__DIRECTIVE__.
Beginning with the line where "object | soft plastic lure" appears, repeat every remaining line of the entries exactly, the last line included.

Pointing and labeling entries
===============

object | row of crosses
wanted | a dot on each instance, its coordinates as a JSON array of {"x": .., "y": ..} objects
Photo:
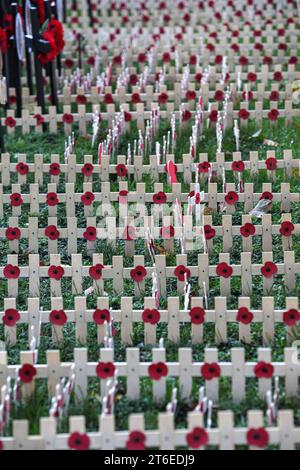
[{"x": 26, "y": 41}]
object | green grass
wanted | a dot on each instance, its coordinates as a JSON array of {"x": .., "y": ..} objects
[{"x": 38, "y": 405}]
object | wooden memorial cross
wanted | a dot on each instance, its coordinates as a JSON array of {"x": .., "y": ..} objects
[
  {"x": 36, "y": 44},
  {"x": 51, "y": 68}
]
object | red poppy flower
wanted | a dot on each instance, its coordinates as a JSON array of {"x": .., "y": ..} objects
[
  {"x": 3, "y": 41},
  {"x": 151, "y": 316},
  {"x": 271, "y": 163},
  {"x": 142, "y": 58},
  {"x": 286, "y": 229},
  {"x": 16, "y": 199},
  {"x": 163, "y": 98},
  {"x": 159, "y": 198},
  {"x": 39, "y": 119},
  {"x": 198, "y": 77},
  {"x": 90, "y": 234},
  {"x": 268, "y": 60},
  {"x": 291, "y": 317},
  {"x": 123, "y": 196},
  {"x": 52, "y": 199},
  {"x": 219, "y": 95},
  {"x": 135, "y": 98},
  {"x": 197, "y": 438},
  {"x": 77, "y": 441},
  {"x": 51, "y": 232},
  {"x": 244, "y": 114},
  {"x": 210, "y": 47},
  {"x": 278, "y": 77},
  {"x": 269, "y": 269},
  {"x": 54, "y": 169},
  {"x": 87, "y": 169},
  {"x": 247, "y": 230},
  {"x": 224, "y": 270},
  {"x": 218, "y": 59},
  {"x": 244, "y": 316},
  {"x": 247, "y": 95},
  {"x": 243, "y": 60},
  {"x": 167, "y": 232},
  {"x": 209, "y": 232},
  {"x": 273, "y": 114},
  {"x": 274, "y": 96},
  {"x": 105, "y": 370},
  {"x": 258, "y": 46},
  {"x": 293, "y": 60},
  {"x": 193, "y": 60},
  {"x": 263, "y": 370},
  {"x": 11, "y": 272},
  {"x": 266, "y": 195},
  {"x": 186, "y": 115},
  {"x": 213, "y": 115},
  {"x": 158, "y": 370},
  {"x": 10, "y": 122},
  {"x": 87, "y": 198},
  {"x": 22, "y": 168},
  {"x": 133, "y": 79},
  {"x": 258, "y": 437},
  {"x": 13, "y": 233},
  {"x": 101, "y": 315},
  {"x": 251, "y": 77},
  {"x": 117, "y": 60},
  {"x": 95, "y": 272},
  {"x": 235, "y": 47},
  {"x": 238, "y": 166},
  {"x": 91, "y": 61},
  {"x": 56, "y": 272},
  {"x": 68, "y": 118},
  {"x": 58, "y": 317},
  {"x": 204, "y": 167},
  {"x": 26, "y": 373},
  {"x": 136, "y": 441},
  {"x": 108, "y": 98},
  {"x": 180, "y": 272},
  {"x": 197, "y": 315},
  {"x": 121, "y": 170},
  {"x": 190, "y": 95},
  {"x": 11, "y": 317},
  {"x": 69, "y": 63},
  {"x": 138, "y": 273},
  {"x": 81, "y": 99},
  {"x": 211, "y": 371},
  {"x": 11, "y": 99},
  {"x": 231, "y": 197}
]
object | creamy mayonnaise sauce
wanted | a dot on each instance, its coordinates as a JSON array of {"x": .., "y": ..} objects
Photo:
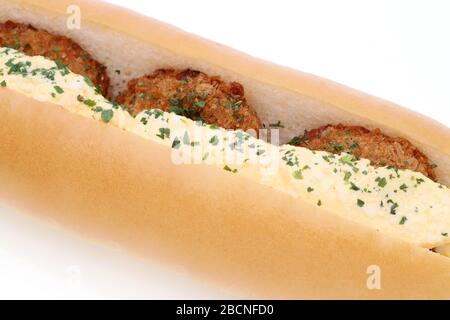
[{"x": 402, "y": 203}]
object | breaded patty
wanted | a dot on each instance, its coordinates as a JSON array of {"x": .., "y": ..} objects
[
  {"x": 35, "y": 42},
  {"x": 375, "y": 146},
  {"x": 194, "y": 95}
]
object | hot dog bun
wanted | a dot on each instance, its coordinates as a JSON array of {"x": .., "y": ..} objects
[{"x": 250, "y": 238}]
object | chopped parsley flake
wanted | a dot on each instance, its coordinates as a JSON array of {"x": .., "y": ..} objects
[{"x": 107, "y": 115}]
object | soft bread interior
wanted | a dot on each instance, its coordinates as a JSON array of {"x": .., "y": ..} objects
[{"x": 128, "y": 56}]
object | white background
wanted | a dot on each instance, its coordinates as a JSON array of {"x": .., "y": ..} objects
[{"x": 398, "y": 50}]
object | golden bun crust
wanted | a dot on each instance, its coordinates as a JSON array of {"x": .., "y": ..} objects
[
  {"x": 247, "y": 237},
  {"x": 244, "y": 236},
  {"x": 137, "y": 45}
]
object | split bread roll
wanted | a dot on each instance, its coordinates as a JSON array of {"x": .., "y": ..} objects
[{"x": 249, "y": 231}]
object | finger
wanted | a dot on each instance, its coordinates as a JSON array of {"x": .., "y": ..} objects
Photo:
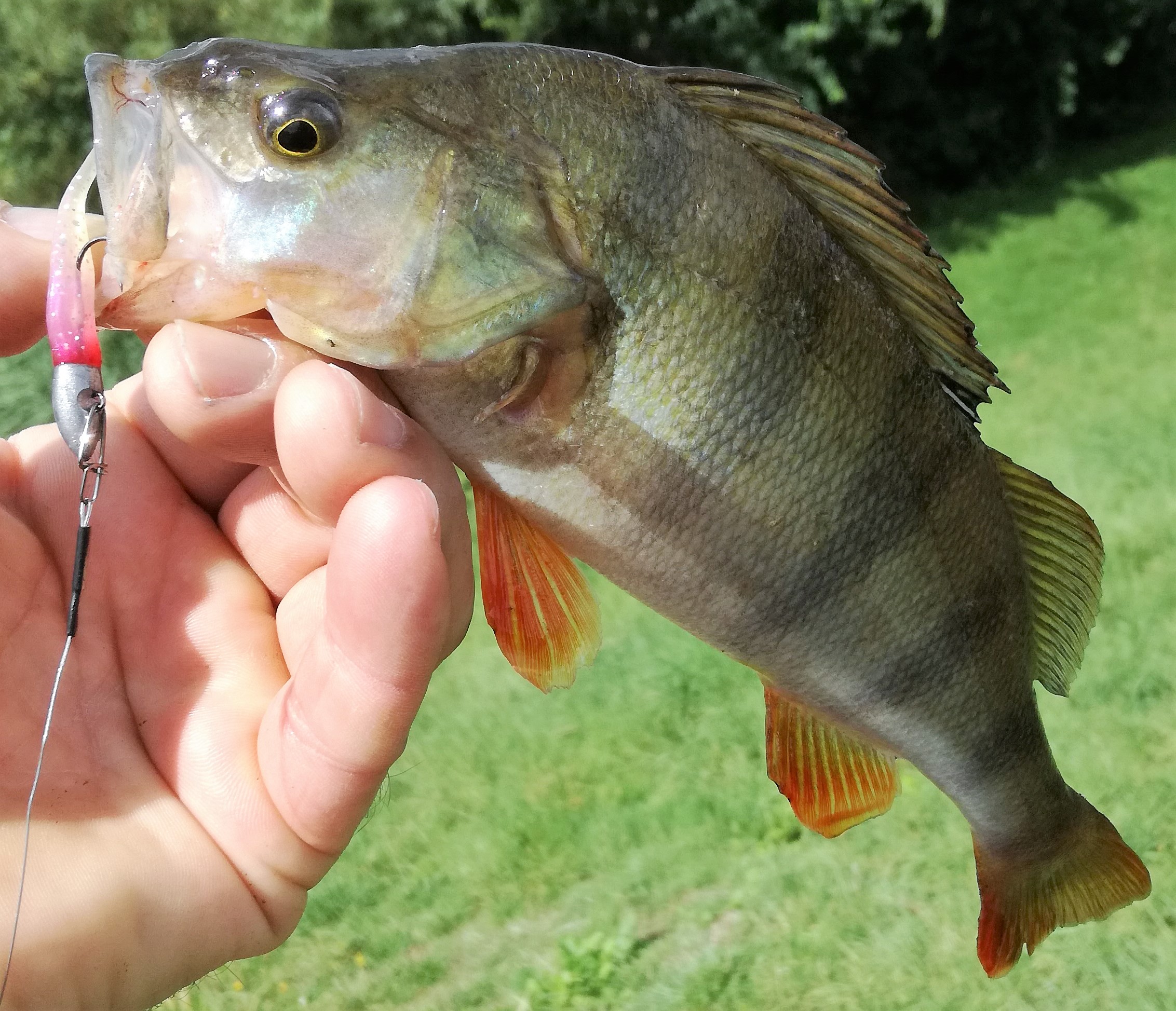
[
  {"x": 334, "y": 436},
  {"x": 214, "y": 387},
  {"x": 206, "y": 477},
  {"x": 25, "y": 240},
  {"x": 330, "y": 736},
  {"x": 274, "y": 535},
  {"x": 23, "y": 284}
]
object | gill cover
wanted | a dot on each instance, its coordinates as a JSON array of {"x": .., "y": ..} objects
[{"x": 406, "y": 239}]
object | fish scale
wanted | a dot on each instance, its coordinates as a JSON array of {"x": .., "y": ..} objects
[{"x": 672, "y": 324}]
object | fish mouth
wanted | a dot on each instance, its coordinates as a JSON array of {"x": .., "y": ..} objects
[
  {"x": 153, "y": 274},
  {"x": 133, "y": 154}
]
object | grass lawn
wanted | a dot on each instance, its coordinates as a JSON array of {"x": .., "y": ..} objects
[{"x": 619, "y": 845}]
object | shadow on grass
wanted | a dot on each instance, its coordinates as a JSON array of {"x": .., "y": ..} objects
[{"x": 969, "y": 220}]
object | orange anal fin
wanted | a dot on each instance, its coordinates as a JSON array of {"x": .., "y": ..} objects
[
  {"x": 832, "y": 780},
  {"x": 539, "y": 605},
  {"x": 1021, "y": 903}
]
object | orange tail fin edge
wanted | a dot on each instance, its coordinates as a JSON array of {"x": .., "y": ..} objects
[
  {"x": 539, "y": 605},
  {"x": 832, "y": 780},
  {"x": 1021, "y": 905}
]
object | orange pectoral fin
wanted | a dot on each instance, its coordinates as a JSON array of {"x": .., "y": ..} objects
[
  {"x": 536, "y": 601},
  {"x": 832, "y": 780}
]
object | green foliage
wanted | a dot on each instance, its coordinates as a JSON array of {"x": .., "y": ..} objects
[
  {"x": 948, "y": 92},
  {"x": 589, "y": 975},
  {"x": 520, "y": 830},
  {"x": 46, "y": 129}
]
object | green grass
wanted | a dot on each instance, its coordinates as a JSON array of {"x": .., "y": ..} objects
[{"x": 619, "y": 845}]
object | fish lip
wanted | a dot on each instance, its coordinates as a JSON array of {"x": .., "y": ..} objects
[{"x": 133, "y": 154}]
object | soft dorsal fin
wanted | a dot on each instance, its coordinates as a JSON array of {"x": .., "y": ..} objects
[
  {"x": 1063, "y": 553},
  {"x": 842, "y": 184},
  {"x": 539, "y": 605},
  {"x": 832, "y": 780}
]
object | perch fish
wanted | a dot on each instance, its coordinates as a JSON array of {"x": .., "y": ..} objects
[{"x": 674, "y": 325}]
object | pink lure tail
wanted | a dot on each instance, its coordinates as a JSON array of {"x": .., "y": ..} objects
[{"x": 70, "y": 303}]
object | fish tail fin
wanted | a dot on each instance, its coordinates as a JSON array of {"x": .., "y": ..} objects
[
  {"x": 832, "y": 780},
  {"x": 1093, "y": 874}
]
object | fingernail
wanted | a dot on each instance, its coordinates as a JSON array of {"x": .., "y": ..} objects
[
  {"x": 431, "y": 504},
  {"x": 380, "y": 423},
  {"x": 221, "y": 364}
]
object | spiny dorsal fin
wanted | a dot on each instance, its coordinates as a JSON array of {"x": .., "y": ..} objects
[
  {"x": 832, "y": 780},
  {"x": 842, "y": 184},
  {"x": 1064, "y": 554},
  {"x": 539, "y": 605}
]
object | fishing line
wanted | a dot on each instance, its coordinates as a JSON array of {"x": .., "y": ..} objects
[{"x": 79, "y": 407}]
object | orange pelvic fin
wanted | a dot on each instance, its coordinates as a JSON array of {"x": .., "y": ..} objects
[
  {"x": 1021, "y": 903},
  {"x": 833, "y": 780},
  {"x": 536, "y": 601}
]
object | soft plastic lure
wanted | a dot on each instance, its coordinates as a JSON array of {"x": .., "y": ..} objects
[{"x": 79, "y": 406}]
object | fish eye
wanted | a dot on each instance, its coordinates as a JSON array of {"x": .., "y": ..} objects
[{"x": 300, "y": 122}]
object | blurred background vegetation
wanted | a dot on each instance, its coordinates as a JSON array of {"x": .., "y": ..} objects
[
  {"x": 948, "y": 93},
  {"x": 618, "y": 847}
]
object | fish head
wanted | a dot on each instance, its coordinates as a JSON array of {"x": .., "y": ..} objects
[{"x": 379, "y": 205}]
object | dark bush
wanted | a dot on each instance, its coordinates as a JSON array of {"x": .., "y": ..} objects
[{"x": 948, "y": 92}]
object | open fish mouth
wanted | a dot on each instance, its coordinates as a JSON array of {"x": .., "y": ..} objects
[{"x": 159, "y": 266}]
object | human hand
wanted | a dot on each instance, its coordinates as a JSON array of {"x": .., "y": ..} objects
[{"x": 249, "y": 659}]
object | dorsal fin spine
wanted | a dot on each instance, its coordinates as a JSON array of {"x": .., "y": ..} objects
[{"x": 842, "y": 185}]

===============

__SOLVED EXERCISE__.
object | soft plastic lure
wanted | a dot on each instance, its coordinates as a JSON array of {"x": .., "y": ..} objects
[{"x": 79, "y": 406}]
object | fish eye
wanted | a dot on each instance, its coordinates as a JSON array of {"x": .., "y": ..} objects
[{"x": 300, "y": 122}]
object | blurred background vegetation
wanted | a dot on each instance, its coordinates as a JSON array of {"x": .., "y": ..} objects
[
  {"x": 948, "y": 93},
  {"x": 618, "y": 847}
]
object | fish head
wanted | a dot on each instance, its coordinates as a JSON array of {"x": .., "y": ..} objects
[{"x": 379, "y": 205}]
object | dark bush
wanted | a dot on each instance, its coordinates as a JSON array of {"x": .., "y": ..} objects
[{"x": 948, "y": 92}]
object | open fish mouth
wanted | a dot on each instance, its coordinates as a JSON array of {"x": .., "y": ..} objects
[{"x": 159, "y": 266}]
object | human hand
wanted | a dot on each instance, its coordinates as a JSON array of {"x": .., "y": ..} objects
[{"x": 249, "y": 659}]
object | dorsal fin spine
wanted | a dot on each instance, its coordinates as a JSON array of {"x": .., "y": ..} objects
[{"x": 842, "y": 185}]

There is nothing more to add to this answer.